Objective: Look in the data below for the line that contains "the sky with". Copy that line and the remaining lines exactly.

Information shown:
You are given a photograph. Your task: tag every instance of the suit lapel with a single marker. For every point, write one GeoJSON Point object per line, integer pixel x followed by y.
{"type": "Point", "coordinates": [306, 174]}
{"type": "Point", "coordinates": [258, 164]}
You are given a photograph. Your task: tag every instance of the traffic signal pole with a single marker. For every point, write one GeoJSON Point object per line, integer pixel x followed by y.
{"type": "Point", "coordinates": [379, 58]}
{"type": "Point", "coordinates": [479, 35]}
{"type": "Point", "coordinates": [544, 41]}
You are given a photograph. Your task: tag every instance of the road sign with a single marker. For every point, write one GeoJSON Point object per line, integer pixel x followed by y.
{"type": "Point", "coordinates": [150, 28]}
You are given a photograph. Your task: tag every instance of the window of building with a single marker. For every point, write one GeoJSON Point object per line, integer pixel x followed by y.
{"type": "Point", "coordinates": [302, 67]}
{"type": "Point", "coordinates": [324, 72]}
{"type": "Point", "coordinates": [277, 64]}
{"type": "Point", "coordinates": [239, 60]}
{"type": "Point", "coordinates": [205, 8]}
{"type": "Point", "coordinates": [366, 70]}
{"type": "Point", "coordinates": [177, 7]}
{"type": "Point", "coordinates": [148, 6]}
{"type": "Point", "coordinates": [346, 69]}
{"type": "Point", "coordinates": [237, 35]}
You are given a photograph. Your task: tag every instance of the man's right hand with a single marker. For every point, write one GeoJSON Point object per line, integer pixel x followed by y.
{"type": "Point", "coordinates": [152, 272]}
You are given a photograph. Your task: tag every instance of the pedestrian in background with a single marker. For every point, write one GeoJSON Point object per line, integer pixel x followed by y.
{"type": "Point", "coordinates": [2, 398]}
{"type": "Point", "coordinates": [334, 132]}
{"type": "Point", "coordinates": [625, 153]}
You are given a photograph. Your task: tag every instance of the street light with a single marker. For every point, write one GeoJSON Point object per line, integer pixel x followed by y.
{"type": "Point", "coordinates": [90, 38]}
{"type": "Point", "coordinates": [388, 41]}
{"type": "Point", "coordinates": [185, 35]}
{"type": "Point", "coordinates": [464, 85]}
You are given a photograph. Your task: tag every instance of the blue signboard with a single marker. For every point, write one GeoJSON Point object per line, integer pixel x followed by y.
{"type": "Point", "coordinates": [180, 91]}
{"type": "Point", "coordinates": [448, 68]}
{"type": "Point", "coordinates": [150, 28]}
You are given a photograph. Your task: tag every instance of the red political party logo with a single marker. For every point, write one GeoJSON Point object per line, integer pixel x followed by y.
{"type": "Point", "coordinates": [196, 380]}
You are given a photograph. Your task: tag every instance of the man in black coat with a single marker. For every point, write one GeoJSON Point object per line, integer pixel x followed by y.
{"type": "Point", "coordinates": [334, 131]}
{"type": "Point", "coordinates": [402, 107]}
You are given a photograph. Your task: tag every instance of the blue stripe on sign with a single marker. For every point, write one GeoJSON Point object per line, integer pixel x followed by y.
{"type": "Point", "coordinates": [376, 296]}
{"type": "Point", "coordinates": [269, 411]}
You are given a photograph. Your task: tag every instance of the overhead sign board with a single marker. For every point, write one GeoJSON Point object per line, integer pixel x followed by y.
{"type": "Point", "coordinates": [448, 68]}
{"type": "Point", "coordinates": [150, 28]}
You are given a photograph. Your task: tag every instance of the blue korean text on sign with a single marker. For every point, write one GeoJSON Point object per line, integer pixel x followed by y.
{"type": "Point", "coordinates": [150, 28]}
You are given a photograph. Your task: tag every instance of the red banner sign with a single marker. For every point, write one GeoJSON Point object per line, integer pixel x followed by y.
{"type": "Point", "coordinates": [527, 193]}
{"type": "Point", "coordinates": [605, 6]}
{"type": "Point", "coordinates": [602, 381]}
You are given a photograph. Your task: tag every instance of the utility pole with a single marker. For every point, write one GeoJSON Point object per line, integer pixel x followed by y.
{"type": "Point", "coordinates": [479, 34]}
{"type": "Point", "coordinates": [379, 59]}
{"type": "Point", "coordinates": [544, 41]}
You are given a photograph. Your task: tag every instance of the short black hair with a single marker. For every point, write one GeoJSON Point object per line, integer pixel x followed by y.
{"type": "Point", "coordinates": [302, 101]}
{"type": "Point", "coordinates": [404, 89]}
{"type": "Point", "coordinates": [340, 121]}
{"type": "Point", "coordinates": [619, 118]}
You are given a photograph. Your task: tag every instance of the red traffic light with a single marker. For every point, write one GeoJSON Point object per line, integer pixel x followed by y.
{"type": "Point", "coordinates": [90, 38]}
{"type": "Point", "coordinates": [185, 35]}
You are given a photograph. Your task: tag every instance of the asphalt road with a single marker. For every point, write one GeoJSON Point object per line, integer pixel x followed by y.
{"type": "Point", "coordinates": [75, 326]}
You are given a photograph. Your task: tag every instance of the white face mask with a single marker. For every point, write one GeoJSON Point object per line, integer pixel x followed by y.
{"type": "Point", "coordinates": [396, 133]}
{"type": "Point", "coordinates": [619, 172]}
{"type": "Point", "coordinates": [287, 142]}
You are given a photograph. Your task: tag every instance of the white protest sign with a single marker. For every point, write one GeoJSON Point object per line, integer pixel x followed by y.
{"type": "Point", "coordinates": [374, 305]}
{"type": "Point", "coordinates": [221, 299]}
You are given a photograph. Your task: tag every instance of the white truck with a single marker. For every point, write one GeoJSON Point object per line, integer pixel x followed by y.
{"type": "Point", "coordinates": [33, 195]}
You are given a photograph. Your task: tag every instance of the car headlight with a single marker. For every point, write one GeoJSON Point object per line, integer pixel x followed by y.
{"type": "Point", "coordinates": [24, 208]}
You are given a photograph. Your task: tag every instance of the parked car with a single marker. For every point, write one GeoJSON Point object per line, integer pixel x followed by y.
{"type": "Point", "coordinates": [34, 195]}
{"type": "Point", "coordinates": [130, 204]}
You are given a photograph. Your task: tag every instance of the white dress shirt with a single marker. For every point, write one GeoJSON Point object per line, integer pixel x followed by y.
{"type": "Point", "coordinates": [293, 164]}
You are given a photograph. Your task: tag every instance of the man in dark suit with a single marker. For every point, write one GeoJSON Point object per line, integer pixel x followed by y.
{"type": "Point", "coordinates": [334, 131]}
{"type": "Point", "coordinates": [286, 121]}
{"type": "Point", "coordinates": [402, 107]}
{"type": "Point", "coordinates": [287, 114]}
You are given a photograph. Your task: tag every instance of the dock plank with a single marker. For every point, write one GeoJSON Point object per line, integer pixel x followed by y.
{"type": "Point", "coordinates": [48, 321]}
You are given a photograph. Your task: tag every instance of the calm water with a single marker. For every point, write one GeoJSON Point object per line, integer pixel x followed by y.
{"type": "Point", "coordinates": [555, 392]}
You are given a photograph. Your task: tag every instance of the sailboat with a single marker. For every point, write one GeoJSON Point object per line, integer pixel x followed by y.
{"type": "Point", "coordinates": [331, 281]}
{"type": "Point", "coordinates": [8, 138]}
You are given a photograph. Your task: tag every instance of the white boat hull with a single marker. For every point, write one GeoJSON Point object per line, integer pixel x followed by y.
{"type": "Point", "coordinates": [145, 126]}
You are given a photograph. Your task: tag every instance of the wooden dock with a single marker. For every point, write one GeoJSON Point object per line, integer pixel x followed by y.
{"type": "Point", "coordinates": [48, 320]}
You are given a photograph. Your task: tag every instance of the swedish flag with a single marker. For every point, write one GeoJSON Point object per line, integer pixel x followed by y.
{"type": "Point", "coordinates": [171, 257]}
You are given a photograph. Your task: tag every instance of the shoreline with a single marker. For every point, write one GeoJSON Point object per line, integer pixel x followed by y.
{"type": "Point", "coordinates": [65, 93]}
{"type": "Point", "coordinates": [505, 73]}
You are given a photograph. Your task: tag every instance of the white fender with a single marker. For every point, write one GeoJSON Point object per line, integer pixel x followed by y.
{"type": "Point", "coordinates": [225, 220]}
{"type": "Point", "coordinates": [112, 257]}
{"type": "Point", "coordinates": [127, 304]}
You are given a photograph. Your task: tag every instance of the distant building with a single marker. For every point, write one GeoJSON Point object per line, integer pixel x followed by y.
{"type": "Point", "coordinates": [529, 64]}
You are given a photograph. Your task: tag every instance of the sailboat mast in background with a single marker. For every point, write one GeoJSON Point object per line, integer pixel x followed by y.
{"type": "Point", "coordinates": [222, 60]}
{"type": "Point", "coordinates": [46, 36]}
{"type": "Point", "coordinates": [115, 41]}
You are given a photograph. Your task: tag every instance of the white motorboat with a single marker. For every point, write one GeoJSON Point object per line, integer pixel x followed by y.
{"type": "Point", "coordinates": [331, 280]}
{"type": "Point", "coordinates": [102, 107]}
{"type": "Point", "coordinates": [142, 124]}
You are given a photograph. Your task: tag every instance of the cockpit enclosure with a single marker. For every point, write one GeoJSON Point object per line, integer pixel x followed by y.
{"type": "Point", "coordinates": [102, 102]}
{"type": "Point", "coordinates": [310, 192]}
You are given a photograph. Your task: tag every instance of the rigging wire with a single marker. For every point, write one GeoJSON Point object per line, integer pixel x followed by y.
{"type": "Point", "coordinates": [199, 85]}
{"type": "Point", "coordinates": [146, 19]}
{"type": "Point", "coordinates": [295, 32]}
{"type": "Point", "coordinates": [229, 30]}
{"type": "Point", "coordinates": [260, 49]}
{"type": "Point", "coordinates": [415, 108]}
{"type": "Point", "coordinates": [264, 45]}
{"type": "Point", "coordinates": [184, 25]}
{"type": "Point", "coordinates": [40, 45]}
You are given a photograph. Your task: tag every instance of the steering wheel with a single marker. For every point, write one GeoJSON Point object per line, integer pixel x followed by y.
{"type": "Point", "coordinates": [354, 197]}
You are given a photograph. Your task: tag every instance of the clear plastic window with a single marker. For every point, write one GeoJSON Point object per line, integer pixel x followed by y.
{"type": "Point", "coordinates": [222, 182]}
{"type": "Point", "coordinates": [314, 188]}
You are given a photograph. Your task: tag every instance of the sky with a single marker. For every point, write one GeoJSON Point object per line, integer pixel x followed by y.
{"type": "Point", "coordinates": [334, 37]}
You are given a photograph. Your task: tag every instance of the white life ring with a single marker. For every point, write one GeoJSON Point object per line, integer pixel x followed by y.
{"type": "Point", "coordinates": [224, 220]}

Result for this task:
You are given a photograph. Your task: tag every instance of the sky with a single marker. For every point, write one GeoJSON Point object per line, integer pixel x followed by y.
{"type": "Point", "coordinates": [334, 37]}
You are given a photograph. Your task: tag every instance of the white life ring with a single marker. For every point, write one GeoJSON Point object per line, integer pixel x followed by y.
{"type": "Point", "coordinates": [224, 220]}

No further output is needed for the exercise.